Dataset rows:
▼▼▼

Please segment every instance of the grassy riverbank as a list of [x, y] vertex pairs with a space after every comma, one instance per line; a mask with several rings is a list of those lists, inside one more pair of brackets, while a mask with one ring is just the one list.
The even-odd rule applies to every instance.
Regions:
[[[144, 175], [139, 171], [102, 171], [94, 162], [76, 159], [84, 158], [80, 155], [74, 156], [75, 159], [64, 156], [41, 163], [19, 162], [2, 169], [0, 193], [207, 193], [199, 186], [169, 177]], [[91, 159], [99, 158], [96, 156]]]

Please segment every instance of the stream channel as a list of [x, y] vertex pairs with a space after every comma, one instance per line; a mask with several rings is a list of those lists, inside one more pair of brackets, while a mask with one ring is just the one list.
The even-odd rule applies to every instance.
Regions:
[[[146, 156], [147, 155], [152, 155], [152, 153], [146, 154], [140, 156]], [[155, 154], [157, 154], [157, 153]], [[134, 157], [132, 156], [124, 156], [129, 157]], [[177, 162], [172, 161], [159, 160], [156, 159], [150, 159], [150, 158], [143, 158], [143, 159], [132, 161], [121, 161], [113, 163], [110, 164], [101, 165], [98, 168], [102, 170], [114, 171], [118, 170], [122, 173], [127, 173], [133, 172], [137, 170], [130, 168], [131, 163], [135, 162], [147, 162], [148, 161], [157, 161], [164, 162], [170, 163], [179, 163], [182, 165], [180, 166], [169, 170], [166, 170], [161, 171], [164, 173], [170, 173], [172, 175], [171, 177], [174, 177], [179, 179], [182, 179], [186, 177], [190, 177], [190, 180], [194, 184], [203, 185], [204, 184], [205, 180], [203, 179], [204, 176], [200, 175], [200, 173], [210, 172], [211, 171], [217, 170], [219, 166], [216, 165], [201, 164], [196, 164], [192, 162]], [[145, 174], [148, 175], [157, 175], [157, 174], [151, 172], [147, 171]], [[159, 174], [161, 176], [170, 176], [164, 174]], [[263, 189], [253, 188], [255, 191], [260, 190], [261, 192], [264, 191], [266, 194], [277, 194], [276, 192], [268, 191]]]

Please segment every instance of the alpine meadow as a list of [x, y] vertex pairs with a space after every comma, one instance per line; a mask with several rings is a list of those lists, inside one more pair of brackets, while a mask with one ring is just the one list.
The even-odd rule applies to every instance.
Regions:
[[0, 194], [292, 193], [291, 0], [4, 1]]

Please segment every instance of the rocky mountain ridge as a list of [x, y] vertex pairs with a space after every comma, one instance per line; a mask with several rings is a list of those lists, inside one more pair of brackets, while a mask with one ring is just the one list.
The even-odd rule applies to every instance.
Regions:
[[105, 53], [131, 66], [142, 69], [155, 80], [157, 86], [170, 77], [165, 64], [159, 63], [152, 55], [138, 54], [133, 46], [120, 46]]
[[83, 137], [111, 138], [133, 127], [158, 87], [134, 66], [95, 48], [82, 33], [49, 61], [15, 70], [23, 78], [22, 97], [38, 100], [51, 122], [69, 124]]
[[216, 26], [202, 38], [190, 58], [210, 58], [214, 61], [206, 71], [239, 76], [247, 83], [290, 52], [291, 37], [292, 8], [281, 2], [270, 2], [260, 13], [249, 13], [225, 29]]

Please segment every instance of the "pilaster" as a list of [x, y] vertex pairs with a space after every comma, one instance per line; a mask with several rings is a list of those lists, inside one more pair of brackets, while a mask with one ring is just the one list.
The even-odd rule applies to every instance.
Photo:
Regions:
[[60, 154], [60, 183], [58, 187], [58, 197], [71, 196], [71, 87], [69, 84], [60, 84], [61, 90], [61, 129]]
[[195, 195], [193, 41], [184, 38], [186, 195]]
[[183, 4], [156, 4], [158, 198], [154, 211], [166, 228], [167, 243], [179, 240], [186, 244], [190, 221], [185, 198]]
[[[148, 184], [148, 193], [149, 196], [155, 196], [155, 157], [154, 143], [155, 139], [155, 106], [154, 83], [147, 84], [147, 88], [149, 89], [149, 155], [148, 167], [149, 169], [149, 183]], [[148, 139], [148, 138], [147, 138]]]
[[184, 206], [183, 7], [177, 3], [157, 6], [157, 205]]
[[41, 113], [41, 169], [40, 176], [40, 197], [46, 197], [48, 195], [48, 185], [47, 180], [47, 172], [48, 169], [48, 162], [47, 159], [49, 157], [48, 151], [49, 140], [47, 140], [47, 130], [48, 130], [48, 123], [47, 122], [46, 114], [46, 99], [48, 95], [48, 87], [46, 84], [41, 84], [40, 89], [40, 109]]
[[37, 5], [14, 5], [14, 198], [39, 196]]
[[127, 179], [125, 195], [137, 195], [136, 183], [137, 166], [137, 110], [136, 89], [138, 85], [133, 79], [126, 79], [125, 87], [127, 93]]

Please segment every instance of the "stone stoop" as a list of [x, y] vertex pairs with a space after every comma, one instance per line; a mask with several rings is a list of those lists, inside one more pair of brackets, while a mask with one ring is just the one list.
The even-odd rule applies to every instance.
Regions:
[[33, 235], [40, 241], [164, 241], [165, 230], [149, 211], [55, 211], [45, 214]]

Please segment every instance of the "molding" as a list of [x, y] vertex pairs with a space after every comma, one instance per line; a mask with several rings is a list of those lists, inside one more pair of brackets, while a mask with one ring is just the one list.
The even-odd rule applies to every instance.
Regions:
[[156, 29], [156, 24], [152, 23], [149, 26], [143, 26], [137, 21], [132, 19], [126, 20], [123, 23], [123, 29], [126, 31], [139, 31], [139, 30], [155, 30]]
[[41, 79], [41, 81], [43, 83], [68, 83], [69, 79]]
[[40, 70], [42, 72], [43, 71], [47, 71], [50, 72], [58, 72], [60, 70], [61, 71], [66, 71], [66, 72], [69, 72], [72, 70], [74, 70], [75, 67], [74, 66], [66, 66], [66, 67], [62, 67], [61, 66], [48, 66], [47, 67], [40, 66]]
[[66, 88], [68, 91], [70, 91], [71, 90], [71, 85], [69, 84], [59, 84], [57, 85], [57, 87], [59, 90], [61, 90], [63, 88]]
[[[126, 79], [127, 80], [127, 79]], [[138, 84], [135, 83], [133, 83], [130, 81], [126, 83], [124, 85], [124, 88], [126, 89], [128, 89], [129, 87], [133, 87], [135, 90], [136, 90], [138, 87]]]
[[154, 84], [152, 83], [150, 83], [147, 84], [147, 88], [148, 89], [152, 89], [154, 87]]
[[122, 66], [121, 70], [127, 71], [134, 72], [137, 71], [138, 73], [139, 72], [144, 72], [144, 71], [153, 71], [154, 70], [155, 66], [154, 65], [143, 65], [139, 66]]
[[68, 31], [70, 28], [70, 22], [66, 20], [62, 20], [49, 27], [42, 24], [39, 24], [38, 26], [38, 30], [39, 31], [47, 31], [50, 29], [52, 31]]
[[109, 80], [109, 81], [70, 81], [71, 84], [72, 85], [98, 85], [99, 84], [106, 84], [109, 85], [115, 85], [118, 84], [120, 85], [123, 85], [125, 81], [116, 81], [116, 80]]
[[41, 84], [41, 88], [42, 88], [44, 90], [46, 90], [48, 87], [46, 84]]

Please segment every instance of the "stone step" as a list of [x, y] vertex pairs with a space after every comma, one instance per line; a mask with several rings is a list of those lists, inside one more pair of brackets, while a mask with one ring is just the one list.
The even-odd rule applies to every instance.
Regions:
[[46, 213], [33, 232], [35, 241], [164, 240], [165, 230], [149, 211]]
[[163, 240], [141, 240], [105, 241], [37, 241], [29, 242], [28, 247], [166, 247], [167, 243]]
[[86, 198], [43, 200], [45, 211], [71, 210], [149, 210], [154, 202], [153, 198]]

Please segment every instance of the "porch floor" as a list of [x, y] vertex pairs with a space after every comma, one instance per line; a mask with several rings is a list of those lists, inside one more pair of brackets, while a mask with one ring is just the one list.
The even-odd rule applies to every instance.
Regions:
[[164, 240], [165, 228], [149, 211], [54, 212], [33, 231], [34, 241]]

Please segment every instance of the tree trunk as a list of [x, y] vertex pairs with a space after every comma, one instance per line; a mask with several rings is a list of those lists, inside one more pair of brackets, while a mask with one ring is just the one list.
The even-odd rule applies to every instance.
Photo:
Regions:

▲▲▲

Job: Rewrite the lines as a numbered list, starting at the beginning of the items and ending with the line that contains "158], [96, 156]]]". Leave out any blank lines.

Reply:
1. Please segment every instance of the grassy riverbank as a list of [x, y] vertex pairs with a space after every comma, one instance per line; a mask with several rings is a list of those lists, inside one more pair of brackets, while a mask with one ring is just the one list.
2. The even-odd rule applies to every instance.
3. Regions:
4. [[[144, 175], [139, 171], [102, 171], [94, 162], [76, 159], [84, 158], [80, 155], [74, 156], [75, 159], [64, 156], [41, 163], [19, 162], [2, 169], [0, 193], [207, 193], [199, 186], [169, 177]], [[91, 159], [99, 158], [96, 156]]]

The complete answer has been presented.